--- EXCERPT TO READ ---

* * * * *

After making waves in Europe, Fontaines D.C. are taking their first crack at America; first in New York, then SXSW, followed by an American tour opening for Idles. The only other time the Dublin outfit had been here was for a KEXP live session in Seattle, but last month they played to an American crowd for the very first time in their young, but burgeoning musical career. Of course the only American city any rock band can test their skills in has to be New York and the only venue they can really make a splash in has to be Union Pool. It just made sense.
I had the opportunity to sit down and chat with Fontaines frontman, Grian Chatten. Upon researching for this conversation I learned Grian was supposed to have a sort of cool, mysterious, “don’t give a fuck” demeanor and noticed in videos of performances that he would anxiously pace back and forth on stage between powerful deliveries of his lyrics. I wondered about these things going in and realized during our talk how much they all made sense. That “don’t give a fuck” attitude is not so much a part of some rebellious image as it is a reflection of a deeply inquisitive soul. Grian thinks a lot. He thinks a lot about a lot of things, and when you’re talking to him you see his thought process in the way he articulates his words and writes songs. Everything he puts out into the world is thoroughly honest and from the heart. We got to talking about what makes the Fontaines tick, Seattle rain, Irish poetry, and love.
If you had to pick between Yeats, Joyce, or Beckett?
Oh man, I’d have to say Yeats. Sometimes when I think about Yeats I well up in tears. I have such a profound connection with him. I think Yeats is a lot more “heart on the sleeve”, he’s a bleeding heart.

* * * * *

--- RECORDED DATA ---

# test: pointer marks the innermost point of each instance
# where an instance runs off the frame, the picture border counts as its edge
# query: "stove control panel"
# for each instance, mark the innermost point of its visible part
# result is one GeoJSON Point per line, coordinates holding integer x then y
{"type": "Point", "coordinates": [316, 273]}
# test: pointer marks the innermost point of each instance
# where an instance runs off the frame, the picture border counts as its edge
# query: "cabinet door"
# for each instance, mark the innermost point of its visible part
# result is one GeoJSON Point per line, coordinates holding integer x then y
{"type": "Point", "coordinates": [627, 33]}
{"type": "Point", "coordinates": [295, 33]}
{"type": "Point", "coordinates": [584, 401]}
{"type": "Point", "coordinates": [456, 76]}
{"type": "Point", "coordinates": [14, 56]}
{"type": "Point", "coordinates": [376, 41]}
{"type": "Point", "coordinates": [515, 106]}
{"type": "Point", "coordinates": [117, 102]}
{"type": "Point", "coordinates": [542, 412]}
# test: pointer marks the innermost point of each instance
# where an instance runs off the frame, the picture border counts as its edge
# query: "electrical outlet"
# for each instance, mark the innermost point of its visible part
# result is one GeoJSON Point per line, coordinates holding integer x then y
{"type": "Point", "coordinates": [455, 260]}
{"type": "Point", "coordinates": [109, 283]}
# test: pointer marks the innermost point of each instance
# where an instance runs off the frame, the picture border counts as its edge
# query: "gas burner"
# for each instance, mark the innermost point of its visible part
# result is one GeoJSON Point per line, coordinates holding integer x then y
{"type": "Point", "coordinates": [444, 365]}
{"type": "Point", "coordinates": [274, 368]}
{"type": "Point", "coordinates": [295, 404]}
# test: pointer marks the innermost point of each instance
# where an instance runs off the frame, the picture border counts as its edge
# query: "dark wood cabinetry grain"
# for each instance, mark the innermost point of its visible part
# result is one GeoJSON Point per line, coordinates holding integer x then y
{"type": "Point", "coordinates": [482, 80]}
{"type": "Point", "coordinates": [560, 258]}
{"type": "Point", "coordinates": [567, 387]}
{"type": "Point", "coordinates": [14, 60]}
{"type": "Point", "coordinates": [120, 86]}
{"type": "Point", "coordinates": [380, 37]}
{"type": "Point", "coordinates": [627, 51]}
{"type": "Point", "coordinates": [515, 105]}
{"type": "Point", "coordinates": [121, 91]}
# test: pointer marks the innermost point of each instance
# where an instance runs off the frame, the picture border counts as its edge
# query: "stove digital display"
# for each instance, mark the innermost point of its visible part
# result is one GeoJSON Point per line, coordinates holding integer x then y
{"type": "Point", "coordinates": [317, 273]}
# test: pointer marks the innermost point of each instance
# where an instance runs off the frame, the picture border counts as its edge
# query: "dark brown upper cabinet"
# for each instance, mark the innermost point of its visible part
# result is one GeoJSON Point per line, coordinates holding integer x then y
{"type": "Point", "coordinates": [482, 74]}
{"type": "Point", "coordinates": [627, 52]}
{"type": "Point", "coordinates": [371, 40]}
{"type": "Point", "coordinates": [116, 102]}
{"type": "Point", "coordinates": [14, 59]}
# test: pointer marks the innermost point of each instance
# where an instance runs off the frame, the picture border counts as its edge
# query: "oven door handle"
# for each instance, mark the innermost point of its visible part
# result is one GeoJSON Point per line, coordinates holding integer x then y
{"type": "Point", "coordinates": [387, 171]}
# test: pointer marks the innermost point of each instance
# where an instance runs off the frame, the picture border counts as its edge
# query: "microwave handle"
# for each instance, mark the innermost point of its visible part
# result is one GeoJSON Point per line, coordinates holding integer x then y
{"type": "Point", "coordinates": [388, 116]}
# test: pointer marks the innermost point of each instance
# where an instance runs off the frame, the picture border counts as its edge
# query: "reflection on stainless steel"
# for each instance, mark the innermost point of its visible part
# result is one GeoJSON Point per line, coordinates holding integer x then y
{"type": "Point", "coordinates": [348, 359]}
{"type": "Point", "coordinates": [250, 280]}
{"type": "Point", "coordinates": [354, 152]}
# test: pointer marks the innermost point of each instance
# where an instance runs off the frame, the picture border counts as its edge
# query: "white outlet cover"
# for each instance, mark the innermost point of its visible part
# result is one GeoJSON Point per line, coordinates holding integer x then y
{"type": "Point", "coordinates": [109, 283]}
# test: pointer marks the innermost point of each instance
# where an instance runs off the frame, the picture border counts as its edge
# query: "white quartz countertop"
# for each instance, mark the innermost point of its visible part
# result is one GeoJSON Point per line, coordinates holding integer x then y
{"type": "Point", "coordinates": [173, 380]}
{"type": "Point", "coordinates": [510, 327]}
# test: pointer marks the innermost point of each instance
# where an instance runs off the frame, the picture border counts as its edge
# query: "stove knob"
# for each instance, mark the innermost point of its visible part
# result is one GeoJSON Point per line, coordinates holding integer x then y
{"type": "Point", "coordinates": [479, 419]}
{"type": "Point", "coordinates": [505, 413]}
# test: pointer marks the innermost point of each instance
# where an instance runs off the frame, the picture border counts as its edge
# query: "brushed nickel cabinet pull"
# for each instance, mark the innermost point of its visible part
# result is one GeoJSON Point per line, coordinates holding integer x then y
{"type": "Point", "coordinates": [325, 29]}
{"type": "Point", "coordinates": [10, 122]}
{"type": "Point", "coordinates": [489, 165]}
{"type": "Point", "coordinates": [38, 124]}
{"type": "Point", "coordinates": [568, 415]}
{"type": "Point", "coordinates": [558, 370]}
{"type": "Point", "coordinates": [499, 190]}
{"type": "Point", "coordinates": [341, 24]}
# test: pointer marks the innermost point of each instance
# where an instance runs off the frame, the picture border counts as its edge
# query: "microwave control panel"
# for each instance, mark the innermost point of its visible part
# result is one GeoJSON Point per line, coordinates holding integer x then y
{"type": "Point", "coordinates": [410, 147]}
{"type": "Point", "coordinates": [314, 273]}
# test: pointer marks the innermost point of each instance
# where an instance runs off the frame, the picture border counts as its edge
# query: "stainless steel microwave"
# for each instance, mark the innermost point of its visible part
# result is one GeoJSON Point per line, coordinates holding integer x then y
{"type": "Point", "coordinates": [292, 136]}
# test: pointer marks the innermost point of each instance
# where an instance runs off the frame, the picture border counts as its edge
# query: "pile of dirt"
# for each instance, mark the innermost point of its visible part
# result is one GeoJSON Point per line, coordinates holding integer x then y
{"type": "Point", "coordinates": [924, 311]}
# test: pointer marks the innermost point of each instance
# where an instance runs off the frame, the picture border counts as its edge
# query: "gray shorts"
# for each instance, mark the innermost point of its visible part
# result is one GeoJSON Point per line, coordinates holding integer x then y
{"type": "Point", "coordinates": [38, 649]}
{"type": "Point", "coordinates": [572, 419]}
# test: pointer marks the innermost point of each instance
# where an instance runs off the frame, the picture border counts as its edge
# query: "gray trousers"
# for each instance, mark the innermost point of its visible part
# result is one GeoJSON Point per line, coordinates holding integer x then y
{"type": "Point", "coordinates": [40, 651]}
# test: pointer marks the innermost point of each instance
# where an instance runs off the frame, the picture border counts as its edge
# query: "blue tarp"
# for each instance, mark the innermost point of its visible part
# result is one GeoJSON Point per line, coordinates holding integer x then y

* * * * *

--- AIM ---
According to the Fontaines D.C. interview, which band is the group opening for on its American tour? The data that comes after the interview is separate material.

--- OUTPUT ---
Idles